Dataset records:
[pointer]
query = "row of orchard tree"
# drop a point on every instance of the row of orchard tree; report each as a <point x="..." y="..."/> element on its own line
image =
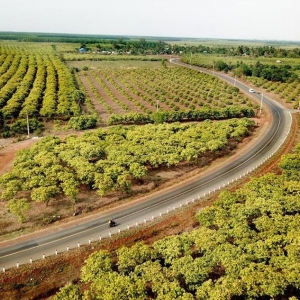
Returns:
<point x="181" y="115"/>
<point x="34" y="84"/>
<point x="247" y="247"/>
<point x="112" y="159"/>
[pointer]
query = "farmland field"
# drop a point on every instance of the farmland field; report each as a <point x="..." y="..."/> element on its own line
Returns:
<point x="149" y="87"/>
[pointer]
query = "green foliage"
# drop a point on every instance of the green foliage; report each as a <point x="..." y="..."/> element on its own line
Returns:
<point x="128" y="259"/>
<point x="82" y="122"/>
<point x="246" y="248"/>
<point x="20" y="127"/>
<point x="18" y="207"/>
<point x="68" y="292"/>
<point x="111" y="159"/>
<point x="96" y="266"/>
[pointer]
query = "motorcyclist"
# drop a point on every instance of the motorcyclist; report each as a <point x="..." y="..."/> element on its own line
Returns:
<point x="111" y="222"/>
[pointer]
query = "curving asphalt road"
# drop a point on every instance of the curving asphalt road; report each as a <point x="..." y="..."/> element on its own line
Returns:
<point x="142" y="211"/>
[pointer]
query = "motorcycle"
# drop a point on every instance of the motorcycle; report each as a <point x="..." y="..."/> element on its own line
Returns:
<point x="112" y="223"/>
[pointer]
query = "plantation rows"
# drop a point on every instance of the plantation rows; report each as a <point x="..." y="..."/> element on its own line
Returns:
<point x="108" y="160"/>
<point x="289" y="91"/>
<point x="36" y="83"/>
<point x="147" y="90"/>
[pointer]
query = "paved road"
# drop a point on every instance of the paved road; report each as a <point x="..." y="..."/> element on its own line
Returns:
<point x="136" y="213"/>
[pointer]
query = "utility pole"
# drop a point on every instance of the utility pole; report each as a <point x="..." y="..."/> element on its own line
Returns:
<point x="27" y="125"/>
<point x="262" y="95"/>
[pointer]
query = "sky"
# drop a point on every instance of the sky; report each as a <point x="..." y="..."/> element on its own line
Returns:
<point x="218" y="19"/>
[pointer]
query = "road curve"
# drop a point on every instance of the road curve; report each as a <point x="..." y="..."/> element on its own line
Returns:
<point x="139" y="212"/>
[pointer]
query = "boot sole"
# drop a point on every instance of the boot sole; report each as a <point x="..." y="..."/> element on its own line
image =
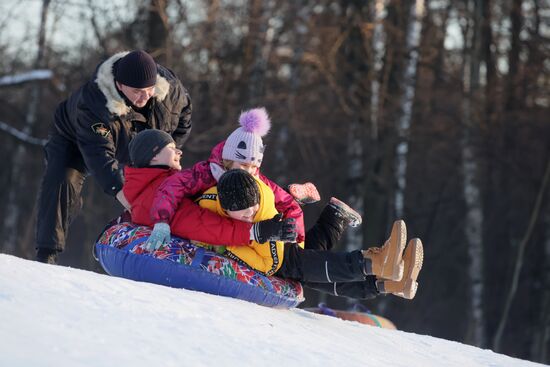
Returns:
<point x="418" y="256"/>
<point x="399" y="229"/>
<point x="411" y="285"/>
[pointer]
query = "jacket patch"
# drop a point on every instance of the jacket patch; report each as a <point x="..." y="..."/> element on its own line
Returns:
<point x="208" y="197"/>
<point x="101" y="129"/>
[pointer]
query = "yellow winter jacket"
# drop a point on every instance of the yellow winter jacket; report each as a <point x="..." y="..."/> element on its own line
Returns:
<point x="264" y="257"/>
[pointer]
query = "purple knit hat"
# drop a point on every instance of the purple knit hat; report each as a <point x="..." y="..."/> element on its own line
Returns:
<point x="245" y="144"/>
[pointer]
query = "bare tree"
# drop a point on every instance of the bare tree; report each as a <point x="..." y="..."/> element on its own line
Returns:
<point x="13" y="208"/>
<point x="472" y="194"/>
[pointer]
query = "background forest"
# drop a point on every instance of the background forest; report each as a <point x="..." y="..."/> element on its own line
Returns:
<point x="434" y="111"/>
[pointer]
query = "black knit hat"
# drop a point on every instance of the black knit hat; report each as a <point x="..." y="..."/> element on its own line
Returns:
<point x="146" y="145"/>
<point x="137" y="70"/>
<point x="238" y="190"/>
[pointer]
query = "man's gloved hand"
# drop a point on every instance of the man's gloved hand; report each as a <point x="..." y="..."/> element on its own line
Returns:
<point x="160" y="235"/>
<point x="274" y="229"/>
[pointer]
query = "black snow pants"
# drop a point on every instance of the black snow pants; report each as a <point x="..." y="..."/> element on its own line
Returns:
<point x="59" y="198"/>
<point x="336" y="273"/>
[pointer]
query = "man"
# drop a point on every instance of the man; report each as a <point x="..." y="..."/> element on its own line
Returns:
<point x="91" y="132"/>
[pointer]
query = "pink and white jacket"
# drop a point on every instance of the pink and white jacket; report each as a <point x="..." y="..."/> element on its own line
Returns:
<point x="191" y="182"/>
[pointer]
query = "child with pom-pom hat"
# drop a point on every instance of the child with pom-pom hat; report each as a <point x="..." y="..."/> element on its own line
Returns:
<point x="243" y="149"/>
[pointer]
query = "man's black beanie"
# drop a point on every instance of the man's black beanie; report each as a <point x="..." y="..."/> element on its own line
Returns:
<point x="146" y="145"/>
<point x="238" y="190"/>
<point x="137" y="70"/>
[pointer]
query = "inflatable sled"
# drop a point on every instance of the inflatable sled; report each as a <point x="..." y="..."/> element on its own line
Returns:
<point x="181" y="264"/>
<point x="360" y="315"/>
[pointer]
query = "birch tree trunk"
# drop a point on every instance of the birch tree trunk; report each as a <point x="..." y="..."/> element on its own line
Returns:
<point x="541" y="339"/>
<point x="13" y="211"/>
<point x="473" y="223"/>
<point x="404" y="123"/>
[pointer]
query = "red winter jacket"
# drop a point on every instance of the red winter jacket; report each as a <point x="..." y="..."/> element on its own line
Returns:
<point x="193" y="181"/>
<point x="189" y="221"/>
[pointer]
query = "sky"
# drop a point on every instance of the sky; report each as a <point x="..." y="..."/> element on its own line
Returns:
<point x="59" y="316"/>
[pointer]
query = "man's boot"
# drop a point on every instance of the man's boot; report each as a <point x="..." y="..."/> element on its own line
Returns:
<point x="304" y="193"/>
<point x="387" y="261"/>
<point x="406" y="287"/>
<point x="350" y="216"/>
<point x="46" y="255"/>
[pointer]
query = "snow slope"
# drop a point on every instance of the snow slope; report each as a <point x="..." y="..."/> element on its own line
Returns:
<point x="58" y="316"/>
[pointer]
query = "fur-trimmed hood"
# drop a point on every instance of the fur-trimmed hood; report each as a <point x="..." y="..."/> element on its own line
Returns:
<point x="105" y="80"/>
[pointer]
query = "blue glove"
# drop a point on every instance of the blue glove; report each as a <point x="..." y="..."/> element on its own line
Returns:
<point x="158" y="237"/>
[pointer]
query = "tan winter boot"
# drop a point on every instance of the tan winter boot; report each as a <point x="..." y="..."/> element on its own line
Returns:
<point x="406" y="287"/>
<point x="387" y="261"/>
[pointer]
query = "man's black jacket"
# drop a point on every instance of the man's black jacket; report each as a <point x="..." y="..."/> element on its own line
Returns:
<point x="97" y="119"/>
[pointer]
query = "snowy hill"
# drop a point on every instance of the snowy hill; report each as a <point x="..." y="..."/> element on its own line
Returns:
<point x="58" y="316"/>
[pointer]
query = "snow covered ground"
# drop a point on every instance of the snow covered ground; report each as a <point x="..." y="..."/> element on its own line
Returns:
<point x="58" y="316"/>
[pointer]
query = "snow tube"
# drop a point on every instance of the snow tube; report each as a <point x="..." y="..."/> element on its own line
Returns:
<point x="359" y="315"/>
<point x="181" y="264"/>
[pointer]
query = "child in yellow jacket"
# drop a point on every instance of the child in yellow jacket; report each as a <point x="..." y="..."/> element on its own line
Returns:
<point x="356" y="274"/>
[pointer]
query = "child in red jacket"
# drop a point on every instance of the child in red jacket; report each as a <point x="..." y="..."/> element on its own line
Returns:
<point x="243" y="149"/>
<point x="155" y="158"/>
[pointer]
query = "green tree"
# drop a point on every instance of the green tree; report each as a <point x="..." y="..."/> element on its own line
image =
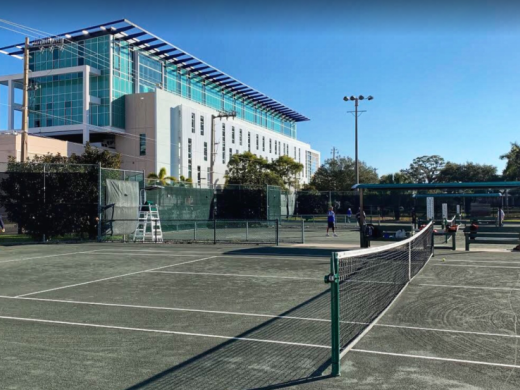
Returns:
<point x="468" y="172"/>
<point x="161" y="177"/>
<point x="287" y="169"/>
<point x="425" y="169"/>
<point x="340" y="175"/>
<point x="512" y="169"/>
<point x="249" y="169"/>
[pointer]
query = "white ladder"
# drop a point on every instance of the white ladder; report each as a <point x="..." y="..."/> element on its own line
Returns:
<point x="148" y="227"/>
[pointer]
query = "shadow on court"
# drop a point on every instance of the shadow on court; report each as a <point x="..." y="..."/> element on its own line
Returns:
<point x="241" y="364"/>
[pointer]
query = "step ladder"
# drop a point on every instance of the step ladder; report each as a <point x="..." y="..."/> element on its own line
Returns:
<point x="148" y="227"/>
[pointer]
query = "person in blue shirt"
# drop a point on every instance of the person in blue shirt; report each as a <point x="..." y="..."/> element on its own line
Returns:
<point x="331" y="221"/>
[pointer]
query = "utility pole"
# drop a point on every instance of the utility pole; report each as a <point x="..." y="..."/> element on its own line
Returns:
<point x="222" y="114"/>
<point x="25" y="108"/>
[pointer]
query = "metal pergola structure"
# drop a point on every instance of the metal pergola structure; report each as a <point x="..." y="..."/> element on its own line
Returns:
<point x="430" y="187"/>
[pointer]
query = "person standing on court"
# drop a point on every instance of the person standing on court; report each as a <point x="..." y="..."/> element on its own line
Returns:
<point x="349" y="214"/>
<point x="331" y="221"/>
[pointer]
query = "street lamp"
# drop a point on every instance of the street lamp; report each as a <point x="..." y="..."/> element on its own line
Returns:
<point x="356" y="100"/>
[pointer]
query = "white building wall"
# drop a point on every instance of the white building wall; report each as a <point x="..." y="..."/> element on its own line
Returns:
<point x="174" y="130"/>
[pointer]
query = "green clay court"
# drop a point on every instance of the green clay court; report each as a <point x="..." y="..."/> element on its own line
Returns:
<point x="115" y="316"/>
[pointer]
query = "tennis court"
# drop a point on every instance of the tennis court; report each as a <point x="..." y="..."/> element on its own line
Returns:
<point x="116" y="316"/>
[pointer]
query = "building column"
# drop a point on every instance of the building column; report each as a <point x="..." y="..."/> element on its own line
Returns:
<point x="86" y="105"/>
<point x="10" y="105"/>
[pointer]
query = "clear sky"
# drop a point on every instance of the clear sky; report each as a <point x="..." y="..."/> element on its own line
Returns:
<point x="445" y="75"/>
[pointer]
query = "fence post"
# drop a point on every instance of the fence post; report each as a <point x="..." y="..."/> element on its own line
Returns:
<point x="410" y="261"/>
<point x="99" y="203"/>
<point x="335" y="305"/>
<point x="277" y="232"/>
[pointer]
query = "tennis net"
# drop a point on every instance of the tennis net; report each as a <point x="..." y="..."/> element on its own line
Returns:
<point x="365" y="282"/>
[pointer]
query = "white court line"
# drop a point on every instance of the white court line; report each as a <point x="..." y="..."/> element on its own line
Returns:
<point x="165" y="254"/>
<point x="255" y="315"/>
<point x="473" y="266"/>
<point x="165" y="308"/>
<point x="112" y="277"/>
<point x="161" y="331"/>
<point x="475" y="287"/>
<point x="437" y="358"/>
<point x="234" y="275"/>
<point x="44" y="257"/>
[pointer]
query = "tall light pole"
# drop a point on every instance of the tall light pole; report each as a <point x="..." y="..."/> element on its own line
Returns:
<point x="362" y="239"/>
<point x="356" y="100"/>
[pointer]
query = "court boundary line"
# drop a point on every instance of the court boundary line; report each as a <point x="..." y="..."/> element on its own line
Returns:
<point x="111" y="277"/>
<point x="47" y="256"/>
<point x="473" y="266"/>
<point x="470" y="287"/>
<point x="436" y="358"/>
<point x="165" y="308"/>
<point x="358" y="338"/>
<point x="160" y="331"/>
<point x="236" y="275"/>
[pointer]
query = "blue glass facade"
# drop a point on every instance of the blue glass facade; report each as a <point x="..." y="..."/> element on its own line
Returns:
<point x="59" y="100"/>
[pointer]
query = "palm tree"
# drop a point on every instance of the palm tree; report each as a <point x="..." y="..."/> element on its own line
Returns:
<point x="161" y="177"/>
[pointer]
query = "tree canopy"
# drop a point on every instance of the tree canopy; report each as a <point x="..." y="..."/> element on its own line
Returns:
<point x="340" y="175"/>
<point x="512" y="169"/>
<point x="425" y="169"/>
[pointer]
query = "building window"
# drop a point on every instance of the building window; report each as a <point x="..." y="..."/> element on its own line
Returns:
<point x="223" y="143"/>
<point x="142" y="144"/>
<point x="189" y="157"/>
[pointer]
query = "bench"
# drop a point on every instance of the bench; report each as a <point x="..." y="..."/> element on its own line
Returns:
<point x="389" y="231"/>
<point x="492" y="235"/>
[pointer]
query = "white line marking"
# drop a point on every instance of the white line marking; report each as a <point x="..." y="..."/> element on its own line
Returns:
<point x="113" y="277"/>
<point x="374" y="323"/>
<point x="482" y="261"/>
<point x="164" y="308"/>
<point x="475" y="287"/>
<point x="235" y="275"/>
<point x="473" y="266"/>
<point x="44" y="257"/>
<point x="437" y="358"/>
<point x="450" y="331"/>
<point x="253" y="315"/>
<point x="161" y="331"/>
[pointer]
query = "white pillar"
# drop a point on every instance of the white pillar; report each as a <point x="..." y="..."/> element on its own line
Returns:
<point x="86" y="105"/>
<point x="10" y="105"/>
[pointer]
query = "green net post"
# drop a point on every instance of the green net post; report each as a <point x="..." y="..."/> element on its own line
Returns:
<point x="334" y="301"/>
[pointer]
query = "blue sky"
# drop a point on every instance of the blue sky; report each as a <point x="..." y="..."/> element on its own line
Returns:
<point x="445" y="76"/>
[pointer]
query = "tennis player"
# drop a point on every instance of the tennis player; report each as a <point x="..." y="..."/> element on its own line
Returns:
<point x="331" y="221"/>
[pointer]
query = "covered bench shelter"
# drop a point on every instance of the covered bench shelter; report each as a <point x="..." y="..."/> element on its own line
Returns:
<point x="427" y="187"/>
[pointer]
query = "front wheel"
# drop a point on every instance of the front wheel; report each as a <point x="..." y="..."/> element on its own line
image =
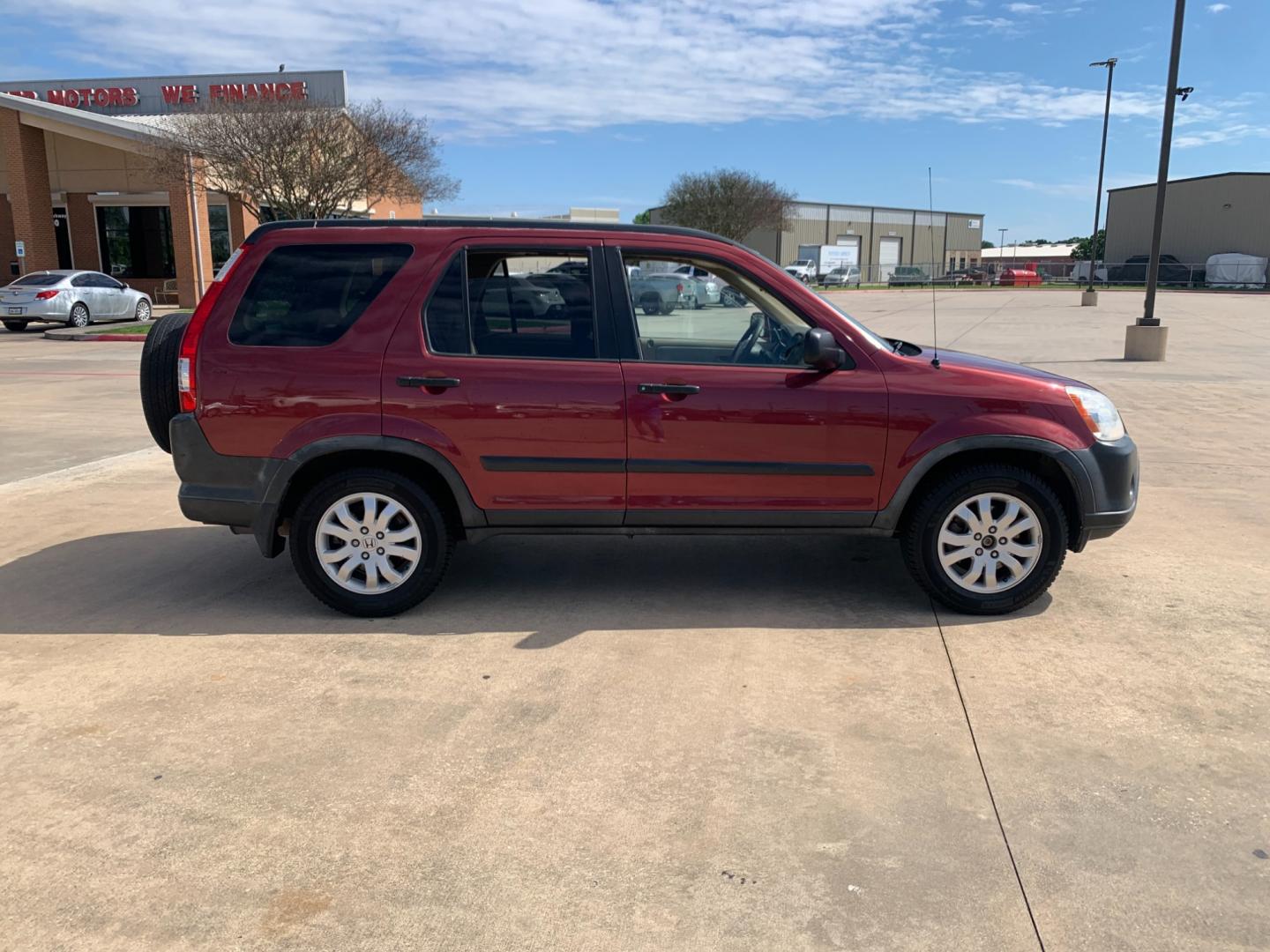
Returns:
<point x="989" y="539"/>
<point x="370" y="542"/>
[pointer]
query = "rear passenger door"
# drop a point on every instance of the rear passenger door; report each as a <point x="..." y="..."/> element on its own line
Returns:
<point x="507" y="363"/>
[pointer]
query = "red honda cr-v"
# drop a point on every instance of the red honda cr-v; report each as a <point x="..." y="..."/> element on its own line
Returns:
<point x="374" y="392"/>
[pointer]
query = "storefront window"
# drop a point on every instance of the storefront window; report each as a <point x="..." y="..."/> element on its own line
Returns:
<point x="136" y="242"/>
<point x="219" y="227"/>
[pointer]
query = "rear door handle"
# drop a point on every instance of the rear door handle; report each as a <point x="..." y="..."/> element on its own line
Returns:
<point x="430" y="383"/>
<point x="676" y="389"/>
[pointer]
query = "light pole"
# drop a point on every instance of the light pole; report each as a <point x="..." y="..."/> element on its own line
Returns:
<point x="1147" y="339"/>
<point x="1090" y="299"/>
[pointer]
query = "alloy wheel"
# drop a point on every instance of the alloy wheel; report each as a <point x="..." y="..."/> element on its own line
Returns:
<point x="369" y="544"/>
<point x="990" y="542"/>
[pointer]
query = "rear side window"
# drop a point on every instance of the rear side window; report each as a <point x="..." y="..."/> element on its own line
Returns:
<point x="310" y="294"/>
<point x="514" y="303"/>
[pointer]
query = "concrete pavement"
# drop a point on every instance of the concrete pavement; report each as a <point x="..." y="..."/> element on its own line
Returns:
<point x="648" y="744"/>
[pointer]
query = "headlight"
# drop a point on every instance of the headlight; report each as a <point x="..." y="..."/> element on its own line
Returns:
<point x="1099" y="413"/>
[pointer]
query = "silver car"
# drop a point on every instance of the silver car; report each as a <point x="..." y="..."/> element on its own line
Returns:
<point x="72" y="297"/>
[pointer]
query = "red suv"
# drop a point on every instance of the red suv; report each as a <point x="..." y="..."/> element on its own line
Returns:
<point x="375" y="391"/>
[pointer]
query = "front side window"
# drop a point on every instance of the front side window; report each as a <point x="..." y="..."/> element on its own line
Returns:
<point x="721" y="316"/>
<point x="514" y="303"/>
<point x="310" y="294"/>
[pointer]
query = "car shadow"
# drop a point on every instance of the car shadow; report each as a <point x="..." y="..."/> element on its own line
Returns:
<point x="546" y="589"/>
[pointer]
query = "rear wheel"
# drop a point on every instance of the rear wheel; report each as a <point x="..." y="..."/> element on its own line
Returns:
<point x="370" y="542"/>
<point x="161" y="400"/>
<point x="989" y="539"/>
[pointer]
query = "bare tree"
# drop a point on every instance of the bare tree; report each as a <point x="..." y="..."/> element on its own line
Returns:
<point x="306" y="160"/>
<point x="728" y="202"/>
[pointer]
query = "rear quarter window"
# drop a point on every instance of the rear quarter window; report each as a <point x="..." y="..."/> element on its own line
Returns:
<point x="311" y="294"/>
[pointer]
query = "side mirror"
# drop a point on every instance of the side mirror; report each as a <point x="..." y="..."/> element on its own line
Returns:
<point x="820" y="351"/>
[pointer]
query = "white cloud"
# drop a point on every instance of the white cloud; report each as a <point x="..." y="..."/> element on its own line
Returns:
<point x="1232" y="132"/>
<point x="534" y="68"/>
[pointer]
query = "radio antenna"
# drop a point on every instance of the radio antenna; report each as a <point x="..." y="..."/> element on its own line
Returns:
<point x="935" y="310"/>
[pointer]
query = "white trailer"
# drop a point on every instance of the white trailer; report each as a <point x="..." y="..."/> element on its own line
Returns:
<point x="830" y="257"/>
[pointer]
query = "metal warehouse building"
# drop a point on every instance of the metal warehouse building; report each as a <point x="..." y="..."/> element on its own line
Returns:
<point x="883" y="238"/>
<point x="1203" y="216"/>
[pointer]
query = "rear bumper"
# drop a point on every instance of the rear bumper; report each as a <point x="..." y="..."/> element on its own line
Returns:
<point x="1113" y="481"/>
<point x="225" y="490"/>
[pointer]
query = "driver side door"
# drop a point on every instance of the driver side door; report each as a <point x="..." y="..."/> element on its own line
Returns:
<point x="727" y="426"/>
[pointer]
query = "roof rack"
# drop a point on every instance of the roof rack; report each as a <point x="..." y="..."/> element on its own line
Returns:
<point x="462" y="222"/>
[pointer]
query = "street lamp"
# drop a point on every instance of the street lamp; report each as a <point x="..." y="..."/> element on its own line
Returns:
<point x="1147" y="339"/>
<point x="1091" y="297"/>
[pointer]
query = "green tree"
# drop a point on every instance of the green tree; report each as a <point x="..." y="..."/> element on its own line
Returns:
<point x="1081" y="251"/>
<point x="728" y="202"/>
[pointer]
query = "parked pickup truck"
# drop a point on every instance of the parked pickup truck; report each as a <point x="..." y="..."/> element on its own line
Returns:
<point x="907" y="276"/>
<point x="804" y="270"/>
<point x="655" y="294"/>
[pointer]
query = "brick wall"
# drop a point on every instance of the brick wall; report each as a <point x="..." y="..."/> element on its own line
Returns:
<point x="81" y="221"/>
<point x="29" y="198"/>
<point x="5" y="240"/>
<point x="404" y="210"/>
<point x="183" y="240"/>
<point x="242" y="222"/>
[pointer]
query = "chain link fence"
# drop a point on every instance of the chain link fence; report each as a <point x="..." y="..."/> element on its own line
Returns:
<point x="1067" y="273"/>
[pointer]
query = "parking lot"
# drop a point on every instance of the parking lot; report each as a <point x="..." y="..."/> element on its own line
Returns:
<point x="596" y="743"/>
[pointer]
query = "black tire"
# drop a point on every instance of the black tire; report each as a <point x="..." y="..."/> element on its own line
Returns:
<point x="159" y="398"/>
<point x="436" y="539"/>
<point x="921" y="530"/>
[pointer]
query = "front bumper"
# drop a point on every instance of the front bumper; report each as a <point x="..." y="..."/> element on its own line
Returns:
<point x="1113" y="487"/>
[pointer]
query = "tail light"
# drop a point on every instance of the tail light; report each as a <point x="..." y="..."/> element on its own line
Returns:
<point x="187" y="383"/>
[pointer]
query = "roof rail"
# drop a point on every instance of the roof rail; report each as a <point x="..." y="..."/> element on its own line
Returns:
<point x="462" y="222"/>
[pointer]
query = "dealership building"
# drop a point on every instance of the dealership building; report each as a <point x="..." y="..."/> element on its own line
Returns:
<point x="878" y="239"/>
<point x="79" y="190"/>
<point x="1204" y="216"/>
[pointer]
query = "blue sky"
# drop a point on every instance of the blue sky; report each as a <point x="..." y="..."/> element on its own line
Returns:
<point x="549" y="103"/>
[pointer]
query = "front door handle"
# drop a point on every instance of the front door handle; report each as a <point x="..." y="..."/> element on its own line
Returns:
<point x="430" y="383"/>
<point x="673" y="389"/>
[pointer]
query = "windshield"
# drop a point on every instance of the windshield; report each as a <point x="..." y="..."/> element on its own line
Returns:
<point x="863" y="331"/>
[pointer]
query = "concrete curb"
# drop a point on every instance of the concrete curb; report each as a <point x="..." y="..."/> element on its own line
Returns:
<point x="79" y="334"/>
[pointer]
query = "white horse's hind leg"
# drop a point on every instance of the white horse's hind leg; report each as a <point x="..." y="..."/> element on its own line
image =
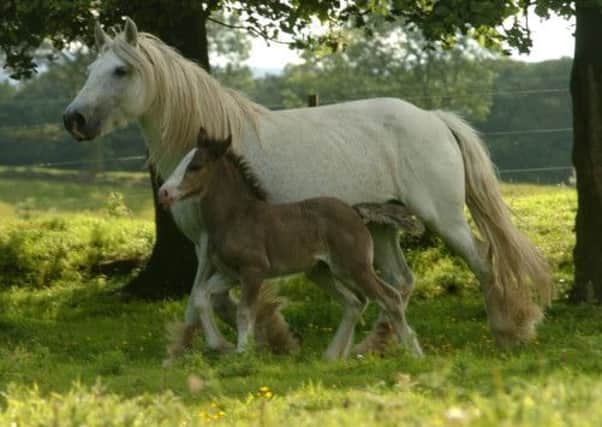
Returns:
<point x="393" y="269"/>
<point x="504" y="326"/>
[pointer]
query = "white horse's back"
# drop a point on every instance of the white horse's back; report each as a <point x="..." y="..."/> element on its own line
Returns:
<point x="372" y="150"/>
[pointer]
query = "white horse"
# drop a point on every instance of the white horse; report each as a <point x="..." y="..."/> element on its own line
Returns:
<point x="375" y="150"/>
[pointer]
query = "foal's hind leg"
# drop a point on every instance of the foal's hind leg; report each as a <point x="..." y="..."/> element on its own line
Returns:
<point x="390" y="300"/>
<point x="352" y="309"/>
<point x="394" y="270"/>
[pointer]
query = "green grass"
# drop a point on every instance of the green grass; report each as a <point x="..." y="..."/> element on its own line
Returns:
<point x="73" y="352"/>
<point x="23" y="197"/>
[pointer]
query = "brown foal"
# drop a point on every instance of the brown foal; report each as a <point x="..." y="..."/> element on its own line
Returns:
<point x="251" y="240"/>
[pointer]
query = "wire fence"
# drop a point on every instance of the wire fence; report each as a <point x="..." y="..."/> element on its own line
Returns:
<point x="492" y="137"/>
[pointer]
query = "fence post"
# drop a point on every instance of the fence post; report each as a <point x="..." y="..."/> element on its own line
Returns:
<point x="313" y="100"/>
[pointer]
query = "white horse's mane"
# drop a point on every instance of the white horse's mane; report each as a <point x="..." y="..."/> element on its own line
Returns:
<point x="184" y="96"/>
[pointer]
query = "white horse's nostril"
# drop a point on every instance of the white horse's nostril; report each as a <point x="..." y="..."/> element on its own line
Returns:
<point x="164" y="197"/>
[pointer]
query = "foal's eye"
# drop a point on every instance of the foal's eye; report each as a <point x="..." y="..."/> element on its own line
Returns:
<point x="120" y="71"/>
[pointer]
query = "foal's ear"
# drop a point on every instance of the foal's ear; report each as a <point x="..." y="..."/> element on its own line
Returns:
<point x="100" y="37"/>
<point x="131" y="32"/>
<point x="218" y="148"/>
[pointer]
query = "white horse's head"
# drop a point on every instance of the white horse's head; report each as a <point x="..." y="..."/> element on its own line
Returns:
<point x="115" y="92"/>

» What this task involves
Look above for the line with "# drop a point on every instance of the tennis player;" and the line with "# drop a point on every instance of the covered". Write out those two lines and all the lines between them, exactly, and no others.

» Answer below
# drop a point on every instance of the tennis player; report each as a <point x="..." y="..."/> element on its own line
Returns:
<point x="331" y="221"/>
[pointer]
query = "covered bench shelter"
# drop a point on every instance of the covered bench shelter; report each as a <point x="..." y="..."/> element on its own line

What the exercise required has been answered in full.